- **Your goal**: Render every line of the items below as a numbered list, leaving out the blank lines.

- **Data provided**:

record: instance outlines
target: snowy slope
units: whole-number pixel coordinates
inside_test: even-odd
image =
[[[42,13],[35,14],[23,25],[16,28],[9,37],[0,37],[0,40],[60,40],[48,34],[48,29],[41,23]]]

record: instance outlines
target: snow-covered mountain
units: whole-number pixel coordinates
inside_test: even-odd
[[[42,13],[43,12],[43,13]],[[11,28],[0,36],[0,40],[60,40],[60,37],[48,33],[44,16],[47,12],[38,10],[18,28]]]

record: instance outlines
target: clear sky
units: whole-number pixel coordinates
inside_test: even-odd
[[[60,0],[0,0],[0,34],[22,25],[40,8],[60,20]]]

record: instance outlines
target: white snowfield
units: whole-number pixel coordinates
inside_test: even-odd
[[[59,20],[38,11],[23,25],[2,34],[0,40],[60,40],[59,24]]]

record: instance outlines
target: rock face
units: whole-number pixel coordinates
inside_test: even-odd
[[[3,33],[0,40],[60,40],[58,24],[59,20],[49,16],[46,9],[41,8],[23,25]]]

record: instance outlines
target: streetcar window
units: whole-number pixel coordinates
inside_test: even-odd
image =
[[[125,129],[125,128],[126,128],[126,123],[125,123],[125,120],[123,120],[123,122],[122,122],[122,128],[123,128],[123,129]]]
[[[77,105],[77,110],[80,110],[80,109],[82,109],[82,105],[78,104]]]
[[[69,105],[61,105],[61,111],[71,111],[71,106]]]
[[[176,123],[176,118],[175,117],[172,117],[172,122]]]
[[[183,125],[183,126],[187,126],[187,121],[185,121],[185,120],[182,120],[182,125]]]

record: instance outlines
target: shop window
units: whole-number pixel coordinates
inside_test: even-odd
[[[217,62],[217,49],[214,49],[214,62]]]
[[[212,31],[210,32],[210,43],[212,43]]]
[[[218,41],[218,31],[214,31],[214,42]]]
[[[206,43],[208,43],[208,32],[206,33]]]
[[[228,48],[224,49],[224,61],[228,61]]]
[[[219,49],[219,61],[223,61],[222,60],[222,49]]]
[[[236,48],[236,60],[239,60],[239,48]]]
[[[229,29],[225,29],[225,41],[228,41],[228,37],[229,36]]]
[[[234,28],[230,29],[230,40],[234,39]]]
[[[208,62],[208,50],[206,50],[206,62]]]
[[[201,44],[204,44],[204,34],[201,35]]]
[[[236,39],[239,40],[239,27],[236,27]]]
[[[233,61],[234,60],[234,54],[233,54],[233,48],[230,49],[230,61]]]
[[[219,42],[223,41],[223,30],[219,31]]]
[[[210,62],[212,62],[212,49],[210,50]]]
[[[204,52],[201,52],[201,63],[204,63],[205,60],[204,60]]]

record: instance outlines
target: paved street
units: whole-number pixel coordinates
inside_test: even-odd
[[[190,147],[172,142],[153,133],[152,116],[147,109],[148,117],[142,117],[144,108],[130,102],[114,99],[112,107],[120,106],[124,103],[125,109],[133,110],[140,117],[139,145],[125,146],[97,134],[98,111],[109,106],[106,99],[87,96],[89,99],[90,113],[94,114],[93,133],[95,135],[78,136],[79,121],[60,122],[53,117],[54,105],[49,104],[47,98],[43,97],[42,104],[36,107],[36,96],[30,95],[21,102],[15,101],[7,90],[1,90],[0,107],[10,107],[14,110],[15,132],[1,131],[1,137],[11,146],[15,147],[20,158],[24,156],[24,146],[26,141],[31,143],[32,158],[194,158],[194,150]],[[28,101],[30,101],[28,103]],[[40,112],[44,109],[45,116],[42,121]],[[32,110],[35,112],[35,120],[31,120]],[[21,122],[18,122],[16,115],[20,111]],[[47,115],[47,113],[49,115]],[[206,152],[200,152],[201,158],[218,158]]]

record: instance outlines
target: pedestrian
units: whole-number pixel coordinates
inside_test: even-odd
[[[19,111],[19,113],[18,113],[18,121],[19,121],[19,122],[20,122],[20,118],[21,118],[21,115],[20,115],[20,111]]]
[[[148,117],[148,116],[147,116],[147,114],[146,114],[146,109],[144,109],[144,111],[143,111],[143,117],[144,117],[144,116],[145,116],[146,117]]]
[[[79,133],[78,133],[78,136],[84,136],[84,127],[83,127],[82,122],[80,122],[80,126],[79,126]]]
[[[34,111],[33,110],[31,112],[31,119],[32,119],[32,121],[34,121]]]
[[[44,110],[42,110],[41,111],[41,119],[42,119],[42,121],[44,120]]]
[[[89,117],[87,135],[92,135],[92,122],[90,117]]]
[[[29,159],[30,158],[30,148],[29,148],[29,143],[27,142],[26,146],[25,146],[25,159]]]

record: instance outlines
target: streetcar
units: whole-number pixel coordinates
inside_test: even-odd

- **Response to this task**:
1. record: instance outlines
2. target: snowy slope
3. units: whole-number pixel coordinates
4. inside_test: even-odd
5. image =
6. [[[42,13],[35,14],[23,25],[16,28],[9,37],[0,37],[0,40],[60,40],[48,34],[48,29],[41,23]]]
7. record: instance outlines
8. target: snow-covered mountain
9. units: whole-number pixel coordinates
10. inside_test: even-odd
11. [[[42,13],[43,12],[43,13]],[[11,28],[0,36],[0,40],[60,40],[60,37],[48,33],[44,16],[47,12],[38,10],[18,28]]]
12. record: instance outlines
13. target: clear sky
14. units: whole-number pixel coordinates
15. inside_test: even-odd
16. [[[60,0],[0,0],[0,34],[22,25],[40,8],[60,20]]]
17. record: instance outlines
18. target: white snowfield
19. units: whole-number pixel coordinates
20. inside_test: even-odd
21. [[[59,20],[38,11],[23,25],[2,34],[0,40],[60,40],[59,24]]]
22. record: instance outlines
23. target: rock face
24. units: whole-number pixel coordinates
25. inside_test: even-odd
26. [[[3,33],[0,40],[60,40],[58,24],[59,20],[49,16],[46,9],[41,8],[23,25]]]
27. record: instance outlines
28. target: streetcar window
29. units: whole-number pixel coordinates
30. inside_test: even-odd
31. image =
32. [[[125,129],[125,128],[126,128],[126,123],[125,123],[125,120],[123,120],[123,122],[122,122],[122,128],[123,128],[123,129]]]
33. [[[77,105],[77,110],[80,110],[80,109],[82,109],[82,105],[78,104]]]
34. [[[69,105],[61,105],[61,111],[71,111],[71,106]]]
35. [[[176,123],[176,118],[175,117],[172,117],[172,122]]]
36. [[[183,125],[183,126],[187,126],[187,121],[185,121],[185,120],[182,120],[182,125]]]
37. record: instance outlines
38. target: shop window
39. units: whole-number pixel coordinates
40. inside_test: even-odd
41. [[[217,62],[217,49],[214,49],[214,62]]]
42. [[[212,31],[210,32],[210,43],[212,43]]]
43. [[[218,41],[218,31],[214,31],[214,42]]]
44. [[[206,43],[208,43],[208,32],[206,33]]]
45. [[[228,48],[224,49],[224,61],[228,61]]]
46. [[[219,49],[219,61],[223,61],[222,60],[222,49]]]
47. [[[236,48],[236,60],[239,60],[239,48]]]
48. [[[229,29],[225,29],[225,41],[228,41],[228,37],[229,36]]]
49. [[[234,28],[230,29],[230,40],[234,39]]]
50. [[[208,62],[208,50],[206,50],[206,62]]]
51. [[[201,44],[204,44],[204,34],[201,35]]]
52. [[[236,39],[239,40],[239,27],[236,27]]]
53. [[[233,61],[234,60],[234,54],[233,54],[233,48],[230,49],[230,61]]]
54. [[[219,42],[223,41],[223,30],[219,31]]]
55. [[[210,62],[212,62],[212,49],[210,50]]]
56. [[[204,52],[201,52],[201,63],[204,63],[205,60],[204,60]]]
57. record: instance outlines
58. target: paved street
59. units: whole-number pixel coordinates
60. inside_test: even-odd
61. [[[190,147],[172,142],[153,133],[152,116],[147,109],[148,117],[142,117],[144,108],[130,102],[114,99],[112,107],[120,106],[124,103],[125,109],[133,110],[140,117],[139,145],[125,146],[97,134],[98,111],[109,106],[106,99],[87,96],[89,99],[90,113],[94,114],[93,133],[95,135],[78,136],[79,121],[60,122],[53,117],[54,105],[49,104],[47,98],[43,97],[42,104],[36,107],[36,96],[30,95],[21,102],[15,101],[7,90],[1,90],[0,107],[10,107],[14,110],[15,132],[1,131],[1,137],[11,146],[15,147],[20,158],[24,156],[24,146],[26,141],[31,143],[32,158],[194,158],[194,150]],[[28,101],[30,101],[28,103]],[[40,112],[44,109],[45,116],[42,121]],[[32,110],[35,112],[35,120],[31,120]],[[21,122],[18,122],[16,115],[20,111]],[[47,115],[47,113],[49,115]],[[206,152],[200,152],[201,158],[218,158]]]
62. record: instance outlines
63. target: pedestrian
64. units: whole-number pixel coordinates
65. inside_test: even-odd
66. [[[19,111],[19,113],[18,113],[18,121],[19,121],[19,122],[20,122],[20,118],[21,118],[21,115],[20,115],[20,111]]]
67. [[[148,117],[148,116],[147,116],[147,114],[146,114],[146,109],[144,109],[144,111],[143,111],[143,117],[144,117],[144,116],[145,116],[146,117]]]
68. [[[79,133],[78,133],[78,136],[84,136],[84,127],[83,127],[82,122],[80,122],[80,126],[79,126]]]
69. [[[34,111],[33,110],[31,112],[31,119],[32,119],[32,121],[34,121]]]
70. [[[44,110],[42,110],[41,111],[41,119],[42,119],[42,121],[44,120]]]
71. [[[89,117],[87,135],[92,135],[92,122],[90,117]]]
72. [[[29,159],[30,158],[30,148],[29,148],[29,143],[27,142],[26,146],[25,146],[25,159]]]
73. record: instance outlines
74. target: streetcar
75. units: whole-number pixel coordinates
76. inside_test: even-odd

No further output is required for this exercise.